◆ Exercise directions: Give back the entire listing verbatim.
#####
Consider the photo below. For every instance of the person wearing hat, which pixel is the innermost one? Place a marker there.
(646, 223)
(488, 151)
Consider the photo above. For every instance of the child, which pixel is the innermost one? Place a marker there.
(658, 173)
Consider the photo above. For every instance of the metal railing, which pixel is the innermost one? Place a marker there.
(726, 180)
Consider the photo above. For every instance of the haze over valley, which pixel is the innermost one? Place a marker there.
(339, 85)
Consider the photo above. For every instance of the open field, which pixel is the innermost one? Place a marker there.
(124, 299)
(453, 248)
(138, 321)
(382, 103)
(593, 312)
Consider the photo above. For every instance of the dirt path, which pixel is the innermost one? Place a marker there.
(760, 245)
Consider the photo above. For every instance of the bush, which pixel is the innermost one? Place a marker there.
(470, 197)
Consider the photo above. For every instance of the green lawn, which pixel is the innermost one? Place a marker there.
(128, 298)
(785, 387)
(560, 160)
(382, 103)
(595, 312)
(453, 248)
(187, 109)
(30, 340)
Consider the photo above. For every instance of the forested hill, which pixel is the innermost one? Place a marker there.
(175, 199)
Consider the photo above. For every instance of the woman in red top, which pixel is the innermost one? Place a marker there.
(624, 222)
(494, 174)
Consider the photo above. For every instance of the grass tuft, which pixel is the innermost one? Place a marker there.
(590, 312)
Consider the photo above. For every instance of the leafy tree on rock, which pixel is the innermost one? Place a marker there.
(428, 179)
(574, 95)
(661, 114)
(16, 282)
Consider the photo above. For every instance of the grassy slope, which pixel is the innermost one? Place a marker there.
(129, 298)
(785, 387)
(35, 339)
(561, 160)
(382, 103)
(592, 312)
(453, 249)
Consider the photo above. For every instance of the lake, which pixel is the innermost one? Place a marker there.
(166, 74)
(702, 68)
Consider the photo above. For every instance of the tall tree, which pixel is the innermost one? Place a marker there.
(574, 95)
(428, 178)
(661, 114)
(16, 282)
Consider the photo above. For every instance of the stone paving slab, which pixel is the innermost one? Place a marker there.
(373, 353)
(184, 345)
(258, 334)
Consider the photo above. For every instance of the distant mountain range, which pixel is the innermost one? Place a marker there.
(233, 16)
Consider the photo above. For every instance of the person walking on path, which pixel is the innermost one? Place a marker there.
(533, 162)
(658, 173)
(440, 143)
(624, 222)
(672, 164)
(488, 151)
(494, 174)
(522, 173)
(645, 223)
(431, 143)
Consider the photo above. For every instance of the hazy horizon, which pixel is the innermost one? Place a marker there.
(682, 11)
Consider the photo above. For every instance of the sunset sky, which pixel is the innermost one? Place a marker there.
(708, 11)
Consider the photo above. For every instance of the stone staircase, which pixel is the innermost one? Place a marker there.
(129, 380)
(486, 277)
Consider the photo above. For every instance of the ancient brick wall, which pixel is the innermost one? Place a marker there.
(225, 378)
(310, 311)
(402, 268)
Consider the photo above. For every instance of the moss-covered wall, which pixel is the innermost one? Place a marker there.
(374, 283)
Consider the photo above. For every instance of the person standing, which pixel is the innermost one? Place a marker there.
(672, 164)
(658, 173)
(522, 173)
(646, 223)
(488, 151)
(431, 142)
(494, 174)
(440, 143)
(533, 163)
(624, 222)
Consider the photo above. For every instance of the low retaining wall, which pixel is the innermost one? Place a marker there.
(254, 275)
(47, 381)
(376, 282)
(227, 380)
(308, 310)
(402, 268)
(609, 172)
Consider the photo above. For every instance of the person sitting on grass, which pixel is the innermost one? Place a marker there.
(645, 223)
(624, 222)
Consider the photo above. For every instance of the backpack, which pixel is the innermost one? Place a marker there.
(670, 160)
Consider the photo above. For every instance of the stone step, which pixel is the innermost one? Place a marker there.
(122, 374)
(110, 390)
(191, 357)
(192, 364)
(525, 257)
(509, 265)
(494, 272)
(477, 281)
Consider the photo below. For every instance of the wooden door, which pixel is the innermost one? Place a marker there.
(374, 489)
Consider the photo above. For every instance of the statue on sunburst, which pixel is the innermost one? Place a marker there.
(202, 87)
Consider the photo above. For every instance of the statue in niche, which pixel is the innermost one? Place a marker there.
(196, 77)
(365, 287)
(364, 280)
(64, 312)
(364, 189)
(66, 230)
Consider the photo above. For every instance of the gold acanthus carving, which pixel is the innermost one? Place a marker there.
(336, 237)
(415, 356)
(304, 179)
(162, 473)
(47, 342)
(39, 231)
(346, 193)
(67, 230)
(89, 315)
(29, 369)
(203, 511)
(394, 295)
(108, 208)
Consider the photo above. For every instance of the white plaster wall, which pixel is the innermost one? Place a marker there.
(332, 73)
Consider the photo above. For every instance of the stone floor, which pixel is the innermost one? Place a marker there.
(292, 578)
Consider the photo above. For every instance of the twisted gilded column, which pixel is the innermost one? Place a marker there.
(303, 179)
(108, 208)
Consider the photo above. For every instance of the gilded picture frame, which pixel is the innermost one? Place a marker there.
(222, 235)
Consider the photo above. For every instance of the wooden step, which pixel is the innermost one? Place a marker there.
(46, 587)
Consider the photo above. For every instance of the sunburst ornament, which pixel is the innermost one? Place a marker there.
#####
◆ Task result:
Consider the photo below. For every instance of the person wearing hat, which pixel is the innermost one? Place a marker there.
(646, 223)
(488, 151)
Consider the photo above. For every instance of the child, which pixel is the innermost one? Place a marker there.
(658, 173)
Consider the photo above. For every instance of the metal railing, which pixel is the innermost one? Place a marker there.
(726, 180)
Consider the photo above. For every instance of the haze over valley, which pixel is the innermost one? Place a marker there.
(339, 85)
Consider the photo above. For every instance of the open field, which pixel is the innermost one? Place a marker there.
(124, 299)
(453, 248)
(138, 321)
(382, 103)
(593, 312)
Consider the photo above. For every instance of the dirt path, which pixel is the innermost one? Place a marker there.
(760, 245)
Consider the photo above. For every instance of the bush, which pixel is the innermost one? Place a marker there.
(470, 197)
Consider the photo above. For every instance of the green lawn, which pixel is the innermost one? Place a marker there.
(128, 298)
(785, 387)
(560, 160)
(382, 103)
(595, 312)
(453, 248)
(187, 109)
(30, 340)
Consider the photo above. For every instance of the forested hill, which pixel is the innermost one? Place a marker there.
(175, 199)
Consider the photo above. For every instance of the woman in red top, which pixel is the innermost one? Place a marker there.
(624, 222)
(494, 174)
Consider the photo above. For every instance of the grass tuft, which pixel is the innermost one? Place a marker there.
(590, 312)
Consider the photo above. For every instance of the leafy tree on rock, which pixel is the innermost one? Place a marker there.
(428, 179)
(574, 95)
(661, 114)
(16, 282)
Consider the photo above. For every instance of the grassy slope, which pixel is the innermost one? Place a marker there.
(129, 298)
(785, 387)
(35, 339)
(561, 160)
(382, 103)
(592, 312)
(453, 249)
Consider the photo above. For every instance of the lake, which pixel is the innermost one? Place a marker there.
(166, 74)
(702, 68)
Consider the photo above. For every instance of the tall tree, which pixel is the innermost one? Place a marker there.
(574, 95)
(428, 178)
(661, 114)
(16, 282)
Consider the photo above. For every instance of the stone paving slab, which pixel is the innermost one? Place a marker there.
(373, 353)
(184, 345)
(258, 334)
Consider the photo above. For every instance of the distant mountain range, which pixel is the innermost one? Place a marker there.
(233, 16)
Consider the photo above. For every instance of the person walking on path, which pixel is the innermost one? Place a marker there.
(533, 162)
(658, 173)
(440, 143)
(624, 222)
(672, 164)
(488, 151)
(494, 174)
(522, 173)
(645, 223)
(431, 143)
Consider the photo above. For every instance of the hazy horizon, which pixel is the innermost one? Place a marker there.
(682, 11)
Consider the photo above. For every instance of the sunset sky, which pixel is the innermost one? Place a marker there.
(708, 11)
Consider the photo above. For every instance of the stone staircase, which pixel is the innermost one? Place a marker there.
(129, 380)
(486, 277)
Consider the photo above. For every instance of the ancient brick wall, which pixel is the innermost one? Place a marker there.
(225, 378)
(310, 311)
(402, 268)
Consider the photo above. For every instance of the moss-covered wall, which pixel is the innermost one? Place a marker there.
(374, 283)
Consider the photo above. For every instance of the person standing, which pixel is the innermost one? Place a marker there.
(672, 164)
(658, 173)
(522, 173)
(646, 223)
(488, 151)
(431, 142)
(494, 174)
(440, 143)
(533, 163)
(624, 222)
Consider the photo above. For every instance of the low retaining wall, which pixel is the innermost one? Place a marker there.
(254, 275)
(47, 381)
(376, 282)
(227, 380)
(308, 310)
(402, 268)
(609, 172)
Consider the photo above. For every instance of the person sitting on grass, which pixel is the innermost one? Place a marker there.
(645, 223)
(624, 222)
Consider the photo above. For every instance of the backpack, which pixel is the innermost one? Place a marker there.
(670, 160)
Consider the photo above. For every instance of the stone step, which pixel is the innermost one? Place a marker there.
(122, 374)
(110, 390)
(191, 357)
(192, 364)
(525, 257)
(509, 265)
(494, 272)
(477, 281)
Consider the photo below. For every instance of the wooden door, which pixel is the innermost one? Place a marker there.
(374, 489)
Consider the photo above. For every instance of the statue on sunburst, which pixel is the innermost one? Place a marker there.
(202, 87)
Consider the photo above. For every instance of the statue in niche, which pixel is the innermost one? Place a marker there.
(196, 77)
(365, 287)
(364, 280)
(64, 312)
(364, 189)
(66, 230)
Consider the photo above. For every instance of the gold acanthus carving, which pixel is the innermost one? Place a marker there.
(336, 237)
(415, 356)
(304, 179)
(162, 473)
(47, 342)
(39, 231)
(346, 193)
(67, 230)
(89, 315)
(29, 369)
(203, 511)
(394, 295)
(108, 208)
Consider the photo above. For every instance of the white plaster wall, which pixel is the innermost one? Place a marker there.
(332, 73)
Consider the photo above. For every instance of the stone floor, which pixel is the innermost one? Place a marker there.
(292, 578)
Consider the photo above. For every instance of the twisted gilded column, which pixel is the innermost one? Place a marker there.
(303, 179)
(108, 208)
Consider the photo above. For every instance of the gilded picture frame, which pixel is the innermost one? Place a marker there.
(222, 235)
Consider the photo above. For every instance of the wooden step, which pixel is the innermost one? Place a marker there.
(46, 587)
Consider the photo above. For every instance of the sunburst ornament, which pixel is the innermost one? Place a marker there.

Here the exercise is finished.